**原文抜粋:**

救いの糸を、我欲す
神の嘆き、亡者の愚か
ある日の事でございます。御釈迦様は極楽の蓮池のふちを、独りでぶらぶら御歩きになっていらっしゃいました。
この有名な一文から始まる小説「蜘蛛の糸」の物語を知らない日本人はまずいない、既に芥川龍之介の作品は著作権が消滅しているのでこの物語も青空文庫にて無料で読むことが出来る。ここであらすじを書かなくとも知っていることでしょうけれどざっと書けば、美しい蓮の花が咲き乱れ良い香りを漂わせる池のふちにお釈迦様が散歩の途中、その中を覗いてみるとそこからは地獄の底が見えた、三途の川や針の山が見える透明度の高い綺麗な池から見えたその景色にお釈迦様はある男が目に留まる。その男は人を殺し家に火をつけ泥棒を働いた罪人のカンダタ。そんな男が唯一良い事をした、それは蜘蛛を殺さずに助けてやったこと。お釈迦様はカンダタを見ながらその行いを思い出し善い行いをした報を出来るならとカンダタを救うことに、蓮池で見つけた蜘蛛の糸をそっと取り池の中へと垂らしました。それを見つけたカンダタは糸を登っていくけれど他の亡者たちも一緒になった登って来る、自分だけが助かろうと醜い争いをしているうちにか細い蜘蛛の糸は切れてしまい亡者たちは血の池に沈んでいく。

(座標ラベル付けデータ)
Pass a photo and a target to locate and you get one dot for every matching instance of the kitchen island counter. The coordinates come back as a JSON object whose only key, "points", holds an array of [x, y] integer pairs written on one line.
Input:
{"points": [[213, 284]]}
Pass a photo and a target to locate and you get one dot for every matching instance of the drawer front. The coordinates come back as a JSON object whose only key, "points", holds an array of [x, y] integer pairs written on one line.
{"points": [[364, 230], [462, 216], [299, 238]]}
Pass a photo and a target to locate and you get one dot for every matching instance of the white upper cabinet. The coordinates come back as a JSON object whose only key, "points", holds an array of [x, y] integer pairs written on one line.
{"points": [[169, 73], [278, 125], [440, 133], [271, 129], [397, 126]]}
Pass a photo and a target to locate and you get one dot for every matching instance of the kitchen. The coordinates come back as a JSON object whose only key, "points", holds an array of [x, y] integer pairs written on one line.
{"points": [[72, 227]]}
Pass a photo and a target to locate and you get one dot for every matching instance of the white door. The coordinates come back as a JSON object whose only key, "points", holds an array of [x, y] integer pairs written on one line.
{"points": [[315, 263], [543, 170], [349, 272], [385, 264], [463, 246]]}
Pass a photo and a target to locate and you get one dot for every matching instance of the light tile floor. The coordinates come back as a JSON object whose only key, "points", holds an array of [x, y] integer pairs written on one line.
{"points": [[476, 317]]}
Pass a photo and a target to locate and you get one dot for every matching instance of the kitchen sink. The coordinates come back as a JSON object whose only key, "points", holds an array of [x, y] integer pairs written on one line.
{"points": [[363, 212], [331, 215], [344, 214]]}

**指示文 1:** 「蜘蛛の糸」の紹介文から、「この有名な一文から始まる小説」から「者たちは血の池に沈んでいく。」までの部分を、その語句も含めて一字一句そのまま引用しなさい。
**指示文 2:**
「蜘蛛の糸」の紹介文に基づいて、次の問いに答えなさい。
(a) カンダタが唯一した良い事は何か。
(b) お釈迦様が池の中へ垂らしたものは何か。
(c) この物語を無料で読むことができる場所はどこか。
**指示文 3:** 「蜘蛛の糸」の紹介文を、最後の文の後から書き継ぎなさい。

**結果 1:**
この有名な一文から始まる小説「蜘蛛の糸」の物語を知らない日本人はまずいない、既に芥川龍之介の作品は著作権が消滅しているのでこの物語も青空文庫にて無料で読むことが出来る。ここであらすじを書かなくとも知っていることでしょうけれどざっと書けば、美しい蓮の花が咲き乱れ良い香りを漂わせる池のふちにお釈迦様が散歩の途中、その中を覗いてみるとそこからは地獄の底が見えた、三途の川や針の山が見える透明度の高い綺麗な池から見えたその景色にお釈迦様はある男が目に留まる。その男は人を殺し家に火をつけ泥棒を働いた罪人のカンダタ。そんな男が唯一良い事をした、それは蜘蛛を殺さずに助けてやったこと。お釈迦様はカンダタを見ながらその行いを思い出し善い行いをした報を出来るならとカンダタを救うことに、蓮池で見つけた蜘蛛の糸をそっと取り池の中へと垂らしました。それを見つけたカンダタは糸を登っていくけれど他の亡者たちも一緒になった登って来る、自分だけが助かろうと醜い争いをしているうちにか細い蜘蛛の糸は切れてしまい亡者たちは血の池に沈んでいく。

**結果 2:**
(a) 蜘蛛を殺さずに助けてやったこと。
(b) 蓮池で見つけた蜘蛛の糸。
(c) 青空文庫。

**結果 3:**
この物語の教訓はとても理解しやすい、自分ばかりが助かろうとして他人に無慈悲になってしまうと自らも罰が当たる、子どもにも分かりやすいように作られたこのお話は絵本にもなり教科書にも載っている。危機的状況で一縷の救いが見えた時蜘蛛の糸を掴む、なんて例えの言葉も生まれるほど有名で芥川龍之介の小説を読んだことがない人でも「蜘蛛の糸」くらいは知っている分かりやすい教訓本とでも言える物語。他人にも慈悲の心を持って接する大事さを教えてくれているが、神は蜘蛛を助けたという些細な善い行いだとしても人を助けてくれることがある。時にどんな人でも乗り越えられそうもないどうしようもない辛い困難に直面する、そこから救い出してくれる蜘蛛の糸がもしも垂れてきたのなら見逃さず掴んでほしい、救いの手が差し伸べられない困難などないのだから。ただその蜘蛛の糸を自分だけ助かる為のものだと思ってしまわないように…。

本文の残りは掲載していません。